**** ROWS ****
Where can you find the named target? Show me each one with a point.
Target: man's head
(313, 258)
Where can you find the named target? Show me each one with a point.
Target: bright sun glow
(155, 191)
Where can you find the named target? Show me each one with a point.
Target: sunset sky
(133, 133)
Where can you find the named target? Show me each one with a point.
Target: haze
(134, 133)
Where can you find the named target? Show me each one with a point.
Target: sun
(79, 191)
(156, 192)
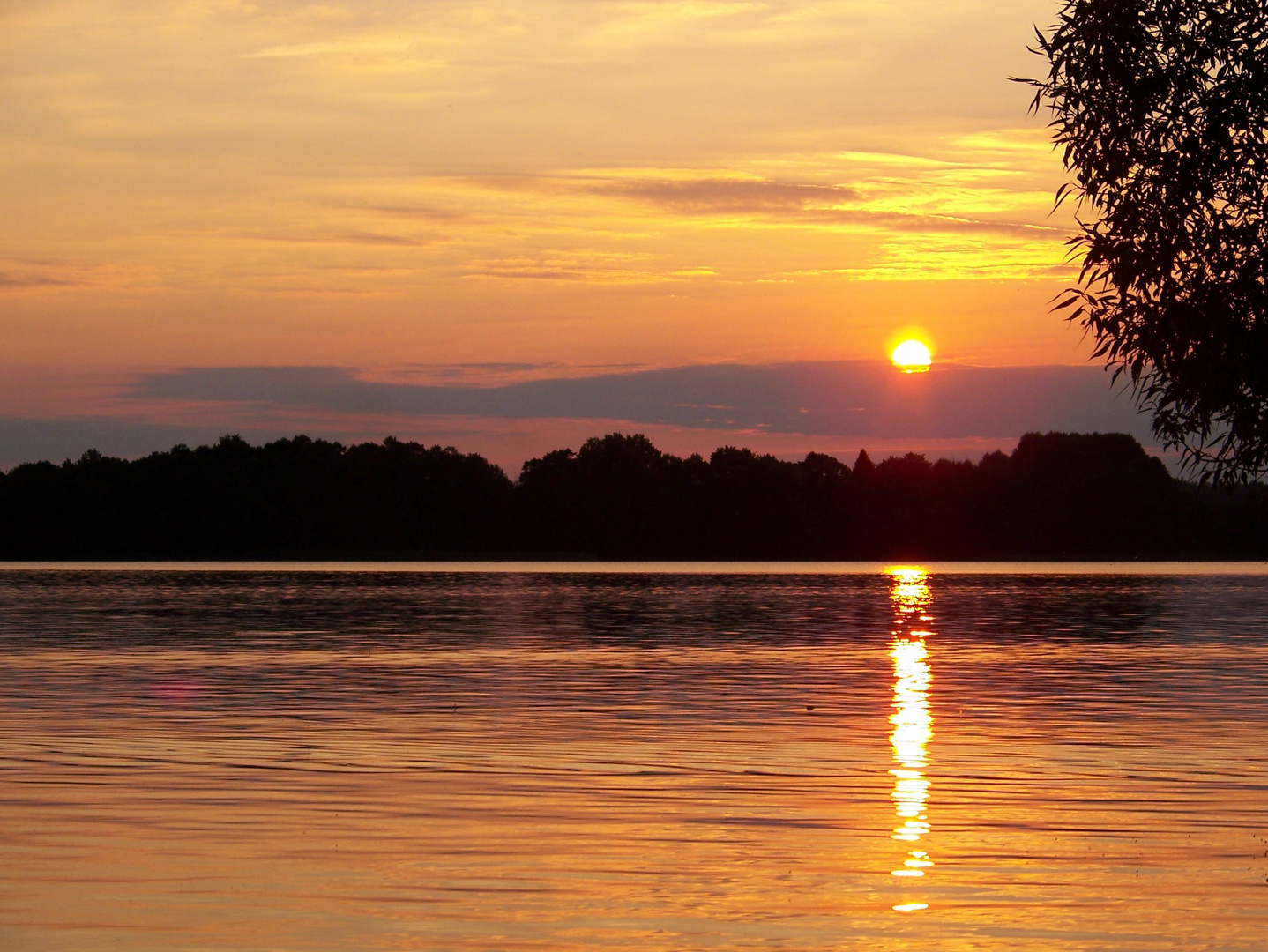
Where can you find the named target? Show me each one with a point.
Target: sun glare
(912, 356)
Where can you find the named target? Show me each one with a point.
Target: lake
(638, 757)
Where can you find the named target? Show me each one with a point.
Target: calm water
(638, 760)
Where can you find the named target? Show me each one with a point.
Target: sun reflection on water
(914, 724)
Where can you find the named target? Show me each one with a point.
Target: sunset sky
(207, 202)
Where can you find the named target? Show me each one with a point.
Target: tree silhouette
(1161, 110)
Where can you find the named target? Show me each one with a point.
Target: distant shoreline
(668, 567)
(619, 500)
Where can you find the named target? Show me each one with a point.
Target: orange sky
(564, 182)
(369, 184)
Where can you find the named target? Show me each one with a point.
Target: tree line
(1054, 496)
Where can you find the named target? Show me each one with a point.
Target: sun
(912, 356)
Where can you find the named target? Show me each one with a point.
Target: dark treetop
(1055, 496)
(1160, 110)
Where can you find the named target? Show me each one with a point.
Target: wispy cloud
(839, 399)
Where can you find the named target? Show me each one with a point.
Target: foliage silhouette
(1055, 496)
(1160, 108)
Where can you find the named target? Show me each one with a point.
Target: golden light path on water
(914, 724)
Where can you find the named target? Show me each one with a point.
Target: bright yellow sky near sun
(584, 182)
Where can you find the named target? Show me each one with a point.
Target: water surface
(802, 757)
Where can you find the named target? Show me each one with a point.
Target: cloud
(831, 398)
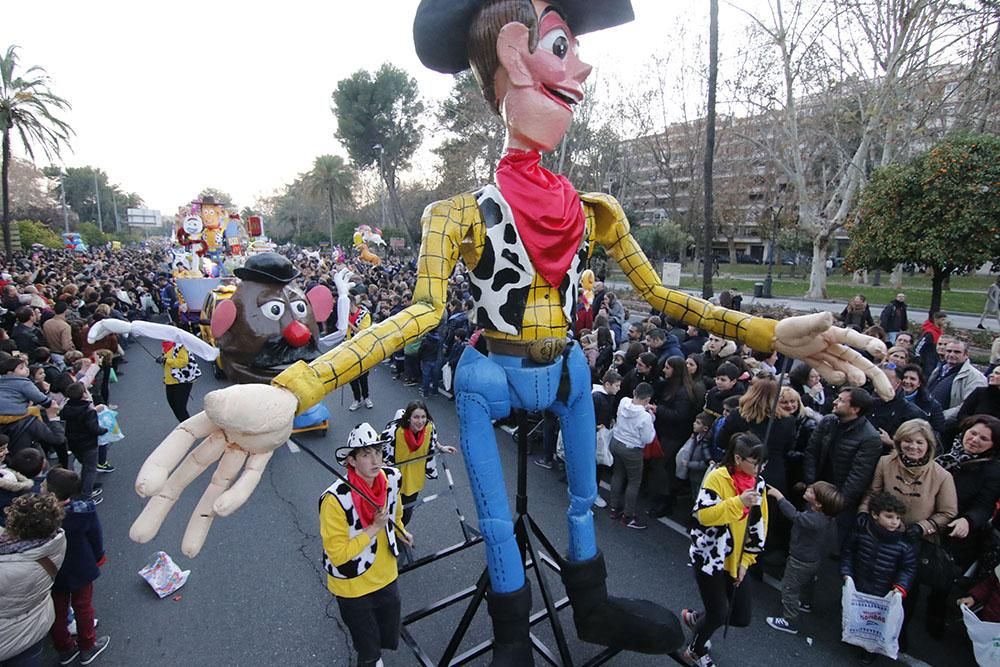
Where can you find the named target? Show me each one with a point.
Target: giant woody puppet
(526, 239)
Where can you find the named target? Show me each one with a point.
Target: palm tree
(27, 106)
(331, 176)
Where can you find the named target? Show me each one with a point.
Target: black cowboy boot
(509, 613)
(630, 625)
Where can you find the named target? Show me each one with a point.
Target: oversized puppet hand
(814, 340)
(165, 332)
(242, 423)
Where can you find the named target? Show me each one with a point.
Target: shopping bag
(604, 455)
(163, 574)
(985, 638)
(108, 418)
(871, 622)
(653, 450)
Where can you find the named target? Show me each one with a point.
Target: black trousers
(177, 398)
(359, 387)
(716, 591)
(374, 622)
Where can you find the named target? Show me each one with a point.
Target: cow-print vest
(503, 275)
(358, 565)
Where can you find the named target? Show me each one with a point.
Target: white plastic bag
(604, 455)
(985, 638)
(163, 574)
(871, 622)
(682, 458)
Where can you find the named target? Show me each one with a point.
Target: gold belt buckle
(546, 350)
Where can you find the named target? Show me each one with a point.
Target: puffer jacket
(27, 612)
(878, 560)
(853, 449)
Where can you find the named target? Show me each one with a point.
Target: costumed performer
(359, 544)
(525, 240)
(411, 438)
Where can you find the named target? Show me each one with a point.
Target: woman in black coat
(676, 407)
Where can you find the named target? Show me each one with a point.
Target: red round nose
(297, 334)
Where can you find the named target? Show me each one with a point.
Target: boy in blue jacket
(74, 584)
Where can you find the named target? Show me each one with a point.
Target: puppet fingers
(233, 499)
(201, 519)
(148, 523)
(154, 471)
(857, 340)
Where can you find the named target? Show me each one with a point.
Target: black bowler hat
(268, 267)
(441, 27)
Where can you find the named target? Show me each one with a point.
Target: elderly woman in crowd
(32, 548)
(927, 490)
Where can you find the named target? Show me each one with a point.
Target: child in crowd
(633, 430)
(604, 416)
(813, 532)
(74, 584)
(12, 483)
(877, 553)
(726, 385)
(700, 455)
(82, 431)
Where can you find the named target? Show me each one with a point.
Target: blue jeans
(428, 370)
(487, 389)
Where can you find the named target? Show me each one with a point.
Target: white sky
(169, 98)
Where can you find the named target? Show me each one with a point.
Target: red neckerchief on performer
(742, 482)
(547, 212)
(414, 440)
(935, 330)
(377, 493)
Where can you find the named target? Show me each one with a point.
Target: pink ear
(223, 317)
(322, 302)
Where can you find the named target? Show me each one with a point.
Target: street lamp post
(381, 170)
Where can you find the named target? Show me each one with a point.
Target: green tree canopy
(333, 180)
(33, 231)
(940, 211)
(28, 108)
(378, 122)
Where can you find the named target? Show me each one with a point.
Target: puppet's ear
(512, 50)
(223, 317)
(321, 301)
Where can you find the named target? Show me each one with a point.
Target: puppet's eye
(555, 41)
(273, 310)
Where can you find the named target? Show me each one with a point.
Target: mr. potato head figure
(526, 239)
(269, 323)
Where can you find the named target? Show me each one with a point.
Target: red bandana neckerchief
(547, 212)
(414, 440)
(377, 492)
(742, 482)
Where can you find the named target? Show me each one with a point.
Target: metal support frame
(524, 527)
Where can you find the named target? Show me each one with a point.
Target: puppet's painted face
(266, 327)
(538, 90)
(192, 225)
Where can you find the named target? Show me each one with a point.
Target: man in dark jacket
(893, 318)
(844, 450)
(887, 416)
(74, 584)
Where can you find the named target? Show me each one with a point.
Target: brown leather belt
(542, 351)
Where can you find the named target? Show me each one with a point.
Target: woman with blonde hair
(911, 474)
(790, 405)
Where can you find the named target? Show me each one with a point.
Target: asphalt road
(256, 594)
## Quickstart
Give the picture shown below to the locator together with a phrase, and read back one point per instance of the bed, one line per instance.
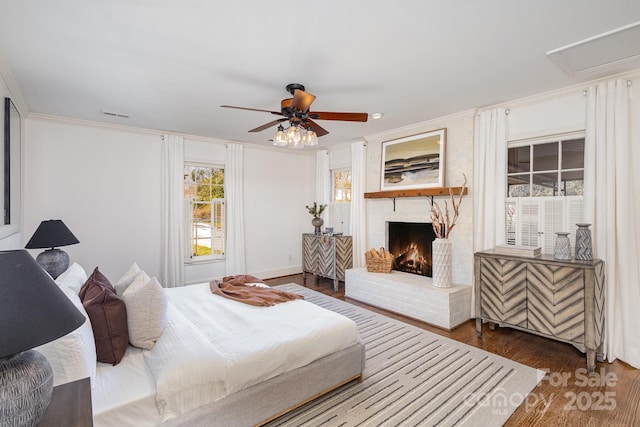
(217, 361)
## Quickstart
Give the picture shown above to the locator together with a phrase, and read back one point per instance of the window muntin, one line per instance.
(204, 211)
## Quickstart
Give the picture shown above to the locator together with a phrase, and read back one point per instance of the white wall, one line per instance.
(104, 183)
(458, 161)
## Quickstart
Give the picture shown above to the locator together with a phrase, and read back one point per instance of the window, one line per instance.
(545, 189)
(340, 206)
(341, 186)
(204, 211)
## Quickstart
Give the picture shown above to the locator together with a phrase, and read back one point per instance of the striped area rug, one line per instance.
(415, 378)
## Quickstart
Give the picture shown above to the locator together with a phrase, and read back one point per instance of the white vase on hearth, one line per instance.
(441, 261)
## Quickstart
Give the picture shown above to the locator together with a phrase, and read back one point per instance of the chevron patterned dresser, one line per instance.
(326, 256)
(561, 300)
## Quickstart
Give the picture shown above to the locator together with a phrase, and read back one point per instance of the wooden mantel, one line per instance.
(423, 192)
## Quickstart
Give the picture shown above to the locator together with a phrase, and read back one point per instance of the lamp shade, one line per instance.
(50, 234)
(33, 310)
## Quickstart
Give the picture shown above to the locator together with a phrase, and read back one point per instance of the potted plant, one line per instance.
(443, 223)
(316, 210)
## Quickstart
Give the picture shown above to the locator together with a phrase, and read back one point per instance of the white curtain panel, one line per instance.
(489, 178)
(233, 191)
(489, 181)
(358, 206)
(611, 179)
(172, 211)
(323, 183)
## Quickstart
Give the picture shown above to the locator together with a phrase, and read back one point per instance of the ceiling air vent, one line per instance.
(608, 53)
(118, 115)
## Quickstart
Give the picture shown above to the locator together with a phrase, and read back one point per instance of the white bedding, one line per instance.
(213, 347)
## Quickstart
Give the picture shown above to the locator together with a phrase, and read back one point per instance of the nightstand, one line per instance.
(70, 406)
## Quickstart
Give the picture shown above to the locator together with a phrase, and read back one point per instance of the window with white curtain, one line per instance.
(204, 211)
(545, 189)
(340, 205)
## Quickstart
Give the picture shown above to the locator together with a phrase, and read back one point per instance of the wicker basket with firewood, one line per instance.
(378, 261)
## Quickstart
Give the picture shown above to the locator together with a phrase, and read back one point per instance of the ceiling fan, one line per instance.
(296, 111)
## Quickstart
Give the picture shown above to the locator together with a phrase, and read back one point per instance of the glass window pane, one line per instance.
(573, 154)
(342, 186)
(545, 157)
(572, 183)
(519, 159)
(518, 185)
(544, 184)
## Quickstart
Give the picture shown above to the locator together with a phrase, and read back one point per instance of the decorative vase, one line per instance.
(584, 251)
(562, 248)
(317, 223)
(441, 257)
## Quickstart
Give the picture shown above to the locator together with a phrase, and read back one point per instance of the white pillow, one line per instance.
(126, 279)
(146, 305)
(73, 277)
(72, 356)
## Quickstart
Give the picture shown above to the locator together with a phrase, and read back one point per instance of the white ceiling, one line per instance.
(170, 64)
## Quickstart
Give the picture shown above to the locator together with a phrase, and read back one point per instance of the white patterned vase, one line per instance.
(584, 251)
(563, 246)
(317, 223)
(441, 257)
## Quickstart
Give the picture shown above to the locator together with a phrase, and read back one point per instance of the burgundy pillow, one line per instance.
(108, 316)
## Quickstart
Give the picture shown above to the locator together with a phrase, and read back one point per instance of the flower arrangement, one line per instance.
(316, 209)
(441, 219)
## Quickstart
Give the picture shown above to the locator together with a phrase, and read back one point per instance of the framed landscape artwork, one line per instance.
(414, 162)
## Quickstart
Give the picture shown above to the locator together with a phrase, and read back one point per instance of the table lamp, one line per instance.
(50, 234)
(33, 311)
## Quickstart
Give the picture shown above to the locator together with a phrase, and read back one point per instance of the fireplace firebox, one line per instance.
(410, 244)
****
TASK: Turn the stretch of data from its first line through the line containing "(1161, 110)", both included, into a numbered list with one line per item. Omit blank lines and leave out the pictures.

SOLVED PROBLEM:
1. Where can you find the named target? Show me each one with a point.
2. Target: man's head
3. (313, 258)
4. Where can you find the named target? Show me each one with a point.
5. Target: bright sun glow
6. (155, 191)
7. Where can you find the named target? Show me each one with a point.
8. Target: sunset sky
9. (133, 133)
10. Where can you find the named target? Show me each one with a point.
11. Target: haze
12. (134, 133)
13. Where can you find the named target? Show me each one with a point.
14. Target: sun
15. (79, 191)
16. (156, 192)
17. Where can you find the named target? Show me each one with a point.
18. Target: sun glare
19. (912, 356)
20. Where can you find the named target? Show me each one with a point.
21. Target: lake
22. (638, 757)
23. Where can you find the named target? Show me each one with a point.
24. Target: calm water
25. (638, 760)
26. Where can you find the named target? Show me each one with a point.
27. Target: sun reflection on water
28. (914, 724)
29. Where can you find the named target? Show me each one with a point.
30. Target: sunset sky
31. (207, 202)
32. Where can you find the named target? Show me each one with a point.
33. Target: tree silhouette
34. (1161, 110)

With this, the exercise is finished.